(Referring expression data)
+-------+
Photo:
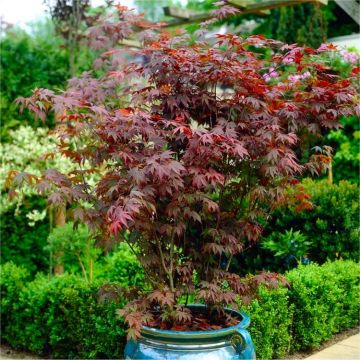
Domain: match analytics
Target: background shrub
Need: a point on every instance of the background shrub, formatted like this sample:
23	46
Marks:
61	316
331	227
64	317
22	243
326	301
271	318
120	266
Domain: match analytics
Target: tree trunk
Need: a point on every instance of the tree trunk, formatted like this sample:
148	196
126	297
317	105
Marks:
59	221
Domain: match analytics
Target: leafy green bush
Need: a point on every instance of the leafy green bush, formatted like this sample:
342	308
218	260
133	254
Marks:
29	61
64	317
120	266
77	247
326	300
61	316
345	141
291	246
331	227
271	317
22	243
24	223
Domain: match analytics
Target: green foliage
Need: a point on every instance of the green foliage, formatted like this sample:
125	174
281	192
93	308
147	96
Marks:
271	318
22	243
346	160
25	151
290	243
64	317
61	316
29	61
33	60
120	266
77	247
331	226
326	301
24	223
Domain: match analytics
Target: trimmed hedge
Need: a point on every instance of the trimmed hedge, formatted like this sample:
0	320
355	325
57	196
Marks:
64	318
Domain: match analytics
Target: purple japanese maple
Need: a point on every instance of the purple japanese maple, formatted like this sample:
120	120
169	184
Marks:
192	146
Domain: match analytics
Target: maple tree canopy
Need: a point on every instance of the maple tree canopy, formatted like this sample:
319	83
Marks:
183	149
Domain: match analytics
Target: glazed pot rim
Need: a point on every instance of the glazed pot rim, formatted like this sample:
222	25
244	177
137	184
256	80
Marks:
200	334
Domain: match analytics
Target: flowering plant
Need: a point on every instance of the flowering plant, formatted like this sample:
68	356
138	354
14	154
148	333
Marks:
193	148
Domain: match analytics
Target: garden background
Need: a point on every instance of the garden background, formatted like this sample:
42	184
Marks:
60	289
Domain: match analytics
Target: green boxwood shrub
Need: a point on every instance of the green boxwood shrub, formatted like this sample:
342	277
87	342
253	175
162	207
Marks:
331	227
326	301
271	318
63	316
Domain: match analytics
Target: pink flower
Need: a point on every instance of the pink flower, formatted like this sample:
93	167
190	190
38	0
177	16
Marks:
350	57
294	78
288	60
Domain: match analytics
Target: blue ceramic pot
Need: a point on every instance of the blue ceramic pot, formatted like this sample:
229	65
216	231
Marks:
225	344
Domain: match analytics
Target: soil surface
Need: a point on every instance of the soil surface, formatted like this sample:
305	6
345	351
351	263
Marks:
6	353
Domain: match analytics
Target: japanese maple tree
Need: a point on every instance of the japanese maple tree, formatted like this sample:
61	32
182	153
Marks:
192	145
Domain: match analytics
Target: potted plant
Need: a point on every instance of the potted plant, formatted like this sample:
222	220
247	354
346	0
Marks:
190	146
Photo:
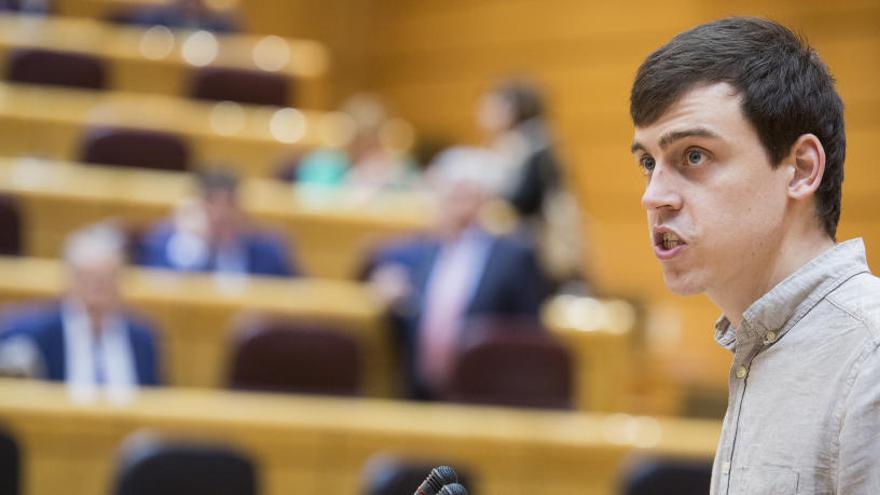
+-------+
ACTION ITEM:
Find each line in the records above that contains "soil", and copy it.

ANSWER BOX:
Target: soil surface
Need: a point on every instance of the soil surface, formatted like this sample:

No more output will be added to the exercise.